··· PAGE EXCERPT

What do you make out of the Biden Administration’s decision to replace ‘great power competition’ with ‘strategic competition’, as the guiding idea of policy—especially with China, in US national security and national defense strategies?

Yeah, I think that it’s strange when Biden says ‘we will cooperate and compete with China when necessary and we will confront and contain China when we must’, that suggests there will be a much more calibrated approach towards China.

China is not completely a rival that America has got no room for cooperation; there will be a room where the two superpowers could come together to work alongside each other to address some of the common issues they have. So, I think there will be a slight change of tone.

I think when Joe Biden says there is a change from competition to containment to engagement and cooperation, I believe there are some changes that are happening right now.

Later on, I think we can talk about today’s virtual summit held between President Xi Jinping and President Joe Biden. There appears to be a frosty relationship between the two countries.

Unfortunately, it is the containment, the threat narrative that captures the headlines most of the time. As much as the Americans and the Chinese want to work together, suddenly from the west side they still feel very uncomfortable with a rising power that doesn’t fit into their value systems and their worldview.

So, the narrative of having to confront and contain China still dominates the discourse and the media coverage and that I think is somewhat unfortunate.

What has the Trump-Biden transition meant to China so far? How does Beijing view hegemony and multilateralism in the Biden Era?

I think the Chinese, like the rest of the world, were perplexed by the previous administration, the Trump administration.

It really worked up the whole system, the international system, international relations, all the conventional norms that we tend to understand, was thrown out of the window by this very extraordinary leader.

······

-- EXERCISE INSTRUCTIONS --
1 – In the interview excerpt on US–China relations, how does the speaker say the Chinese viewed the Trump administration?
2 – Pick up the interview on US–China relations after its final sentence and write the next few paragraphs of the speaker's answer.

··· RECORDS

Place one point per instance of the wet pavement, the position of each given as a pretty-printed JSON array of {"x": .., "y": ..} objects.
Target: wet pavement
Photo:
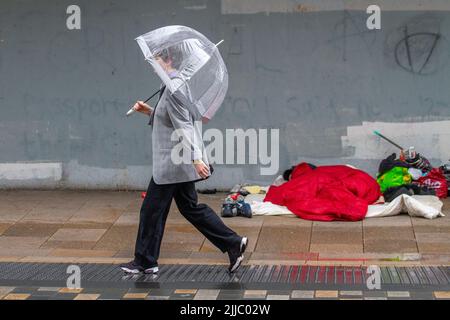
[
  {"x": 43, "y": 281},
  {"x": 42, "y": 232}
]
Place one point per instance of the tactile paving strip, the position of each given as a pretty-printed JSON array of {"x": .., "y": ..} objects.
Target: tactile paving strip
[{"x": 281, "y": 275}]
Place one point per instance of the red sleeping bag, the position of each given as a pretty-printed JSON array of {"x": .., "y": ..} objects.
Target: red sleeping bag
[{"x": 326, "y": 193}]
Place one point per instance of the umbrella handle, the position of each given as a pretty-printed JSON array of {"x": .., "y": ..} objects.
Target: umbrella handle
[{"x": 131, "y": 111}]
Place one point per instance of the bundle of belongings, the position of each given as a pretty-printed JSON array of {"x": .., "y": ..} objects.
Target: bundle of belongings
[
  {"x": 326, "y": 193},
  {"x": 413, "y": 177},
  {"x": 235, "y": 205},
  {"x": 345, "y": 193}
]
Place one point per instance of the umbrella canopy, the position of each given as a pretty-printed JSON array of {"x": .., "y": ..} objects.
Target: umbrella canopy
[{"x": 197, "y": 75}]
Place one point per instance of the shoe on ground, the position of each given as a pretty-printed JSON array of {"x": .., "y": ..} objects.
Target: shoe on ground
[
  {"x": 131, "y": 267},
  {"x": 236, "y": 255},
  {"x": 244, "y": 209},
  {"x": 229, "y": 209},
  {"x": 151, "y": 270}
]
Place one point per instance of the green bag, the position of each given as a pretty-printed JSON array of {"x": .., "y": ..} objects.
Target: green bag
[{"x": 395, "y": 177}]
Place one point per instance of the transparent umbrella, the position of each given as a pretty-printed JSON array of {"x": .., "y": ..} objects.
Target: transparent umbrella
[{"x": 197, "y": 76}]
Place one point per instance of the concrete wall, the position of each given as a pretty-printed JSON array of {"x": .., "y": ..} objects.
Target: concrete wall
[{"x": 311, "y": 69}]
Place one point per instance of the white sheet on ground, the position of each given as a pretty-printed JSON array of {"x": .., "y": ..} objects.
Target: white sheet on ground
[{"x": 428, "y": 207}]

······

-- ANSWERS PROVIDED --
1 – Like the rest of the world, they were perplexed by it.

2 –
So, when Biden won the election, there was a sigh of relief and I think the Chinese also had a sigh of relief that at least we will return back to some normalcy.

And the Biden administration did provide some sort of back to normalcy kind of thing- ‘America is back again’, America is part of the WHO again, Donald Trump pulled out of the Paris accord and now Biden is back in to join and address the environmental issue, the question that we will address later on.

So, America is back on and has taken on what we traditionally understand as its leadership role on the world stage and be part of the international community.

So, I think we were expecting that and they did in that regard, Biden did deliver on that but what they didn’t expect was the almost same aggressive stance that the Biden administration continued to take.

Much of the trade war tariffs were in place; Biden kept it all in place and there wasn’t much room for maneuver, toning down of rhetoric in terms of Xinjiang or Hong Kong or Taiwan or for us in Malaysia, the South China Sea.

The hard-line stance that the Trump administration adopted on these issues, the Biden administration, at least for now, ten months into the administration has not really shifted a lot.

So, we just really do not know how much room there is for the Biden administration to shift, to sort of step back a little bit, we will have to see.

This is something that is ongoing, is changing and very fluid but I think the Chinese were expecting a little bit more, a cooler, sort of stationery relationship between the two powers when they saw a change in the white house but certainly, for the first 10 or 11 months it didn’t happen.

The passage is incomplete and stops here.